> _What the task asks_:
Copy the part of the Beatriz R. Perez profile that begins at the words "- Independence: Board" and stop after "independent directors .".

> _Selected extract_:

"""

Beatriz Perez
About Beatriz R. Perez
Beatriz R. Perez is an independent director of W.W. Grainger, Inc. and Executive Vice President and Global Chief Communications, Sustainability & Strategic Partnerships Officer at The Coca-Cola Company. She is 55, has served on Grainger’s board since 2017 (8 years as of the 2025 proxy), and sits on the Board Affairs & Nominating Committee (BANC) and the Compensation Committee of the Board (CCOB); effective May 2, 2025, she became Chair of the Compensation Committee. Her core credentials span corporate communications, sustainability, governance, and strategic partnerships from more than two decades at Coca-Cola .
Past Roles
| Organization | Role | Tenure | Committees/Impact |
|---|---|---|---|
| The Coca-Cola Company | EVP & Global Chief Communications, Sustainability & Strategic Partnerships Officer | March 2017–present | Leads integrated public affairs, communications, sustainability, partnerships aligned to growth and strategic initiatives |
| The Coca-Cola Company | Chief Sustainability Officer | 2011–2017 | First CSO; led sustainability programs and strategy |
| The Coca-Cola Company | Chief Marketing Officer; SVP, Integrated Marketing; various field operating roles | Pre-2011 (dates not specified) | Built brand, marketing, and operating experience in North America division |
| HSBC North America Holdings, Inc. | Director | 2007–2014 | Governance oversight (subsidiary board) |
| HSBC Finance Corporation | Director | 2008–2014 | Governance oversight (subsidiary board) |
| HSBC Bank Nevada, N.A. | Director | 2011–2013 | Governance oversight (subsidiary board) |
External Roles
| Organization | Role | Tenure | Committees |
|---|---|---|---|
| Primerica, Inc. | Director | Current | Corporate Governance Committee |
| The Coca-Cola Foundation (and other non-profits) | Board roles | Not disclosed | Community service leadership |
Board Governance
- Committees: BANC member and CCOB member; on May 2, 2025, appointed Chair of the Compensation Committee (after the 2025 annual meeting) .
- Independence: Board determined all members of BANC (including Perez) and all members of the Compensation Committee are independent under NYSE standards and SEC compensation committee rules .
- Meetings and executive sessions (2024): Board met 5 times; committees met 16 times; 15 committee meetings included executive sessions without management. Each Board meeting included at least one executive session of independent directors .
- Attendance: All directors attended the 2024 annual meeting; during 2024, no director attended fewer than 75% of total Board and committee meetings on which they served .
- Committee activity: BANC met 5 times and oversees governance, independence, related-person transactions, ESG reporting, board composition/renewal, and succession planning; CCOB met 5 times and oversees compensation philosophy, human capital, plan design (including clawbacks), performance measures, and retains an independent compensation consultant .
Fixed Compensation
| Year | Component | Amount | Details |
|---|---|---|---|
| 2024 | Annual cash retainer | $115,000 | Non-employee director base retainer |
| 2024 | Additional retainers (Lead Director/Chair) | $0 | Perez was not Lead Director or a committee chair in 2024; chair retainers: LD $37,500; Audit Chair $30,000; Compensation Chair $25,000; BANC Chair $20,000 |
| 2024 | All other compensation | $7,500 | Company matching gifts program payments to charities (no personal benefit) |
| 2024 | Total | $290,719 | Sum of cash, stock award fair value, and matching gifts |
Director compensation program (last adjusted April 2024): annual cash retainer $115,000 and annual DSU grant $175,000; total base compensation $290,000. Uses the same comparator group as executives and an independent compensation consultant advises on director pay .

"""

> _Excerpted data_:
"""

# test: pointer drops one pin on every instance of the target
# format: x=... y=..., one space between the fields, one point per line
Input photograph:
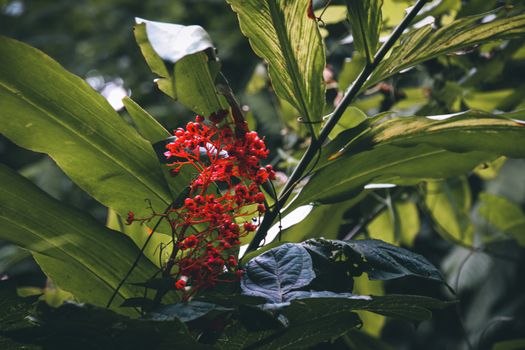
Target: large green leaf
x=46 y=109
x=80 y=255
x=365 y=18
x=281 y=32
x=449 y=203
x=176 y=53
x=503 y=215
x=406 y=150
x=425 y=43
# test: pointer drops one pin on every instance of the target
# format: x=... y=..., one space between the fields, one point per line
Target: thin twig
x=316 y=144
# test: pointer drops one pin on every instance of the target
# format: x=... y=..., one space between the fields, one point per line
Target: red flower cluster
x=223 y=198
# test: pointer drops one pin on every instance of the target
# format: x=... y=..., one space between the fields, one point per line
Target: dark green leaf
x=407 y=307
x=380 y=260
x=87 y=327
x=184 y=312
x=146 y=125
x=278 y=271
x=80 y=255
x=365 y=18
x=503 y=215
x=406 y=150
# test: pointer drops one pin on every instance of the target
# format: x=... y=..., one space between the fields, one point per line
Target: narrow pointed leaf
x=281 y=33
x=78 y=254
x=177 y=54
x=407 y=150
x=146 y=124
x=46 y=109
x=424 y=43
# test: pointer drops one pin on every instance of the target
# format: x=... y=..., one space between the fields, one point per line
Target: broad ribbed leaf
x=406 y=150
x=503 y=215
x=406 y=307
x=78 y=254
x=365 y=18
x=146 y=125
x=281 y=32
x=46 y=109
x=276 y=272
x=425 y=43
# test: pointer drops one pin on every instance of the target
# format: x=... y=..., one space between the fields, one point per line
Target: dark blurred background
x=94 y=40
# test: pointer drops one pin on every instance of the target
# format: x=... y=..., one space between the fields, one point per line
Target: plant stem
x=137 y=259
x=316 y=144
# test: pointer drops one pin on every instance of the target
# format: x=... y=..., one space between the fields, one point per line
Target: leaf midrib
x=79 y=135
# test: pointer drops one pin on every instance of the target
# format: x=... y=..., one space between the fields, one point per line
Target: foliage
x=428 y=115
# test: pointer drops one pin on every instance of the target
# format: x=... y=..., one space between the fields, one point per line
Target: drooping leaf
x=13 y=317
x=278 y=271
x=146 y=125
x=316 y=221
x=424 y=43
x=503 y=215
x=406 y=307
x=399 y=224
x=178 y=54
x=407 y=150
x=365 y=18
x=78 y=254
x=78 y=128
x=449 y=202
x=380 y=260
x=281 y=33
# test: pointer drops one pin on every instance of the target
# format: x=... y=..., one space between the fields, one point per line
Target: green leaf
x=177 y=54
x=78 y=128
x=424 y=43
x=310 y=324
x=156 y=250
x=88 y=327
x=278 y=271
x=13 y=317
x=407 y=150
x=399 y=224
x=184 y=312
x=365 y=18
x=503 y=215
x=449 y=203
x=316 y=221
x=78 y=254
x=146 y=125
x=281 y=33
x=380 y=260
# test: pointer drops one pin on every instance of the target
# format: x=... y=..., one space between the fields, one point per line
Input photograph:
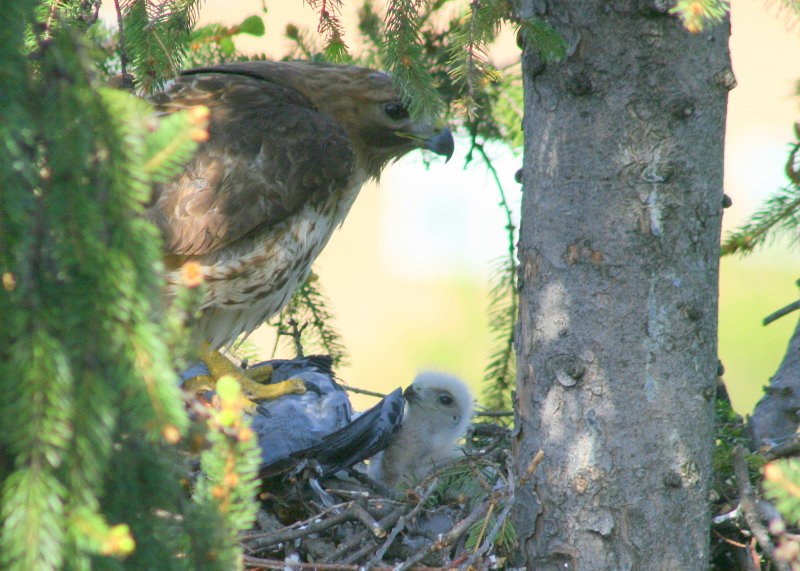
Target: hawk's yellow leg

"""

> _Right answer_:
- Independence: Board determined all members of BANC (including Perez) and all members of the Compensation Committee are independent under NYSE standards and SEC compensation committee rules .
- Meetings and executive sessions (2024): Board met 5 times; committees met 16 times; 15 committee meetings included executive sessions without management. Each Board meeting included at least one executive session of independent directors .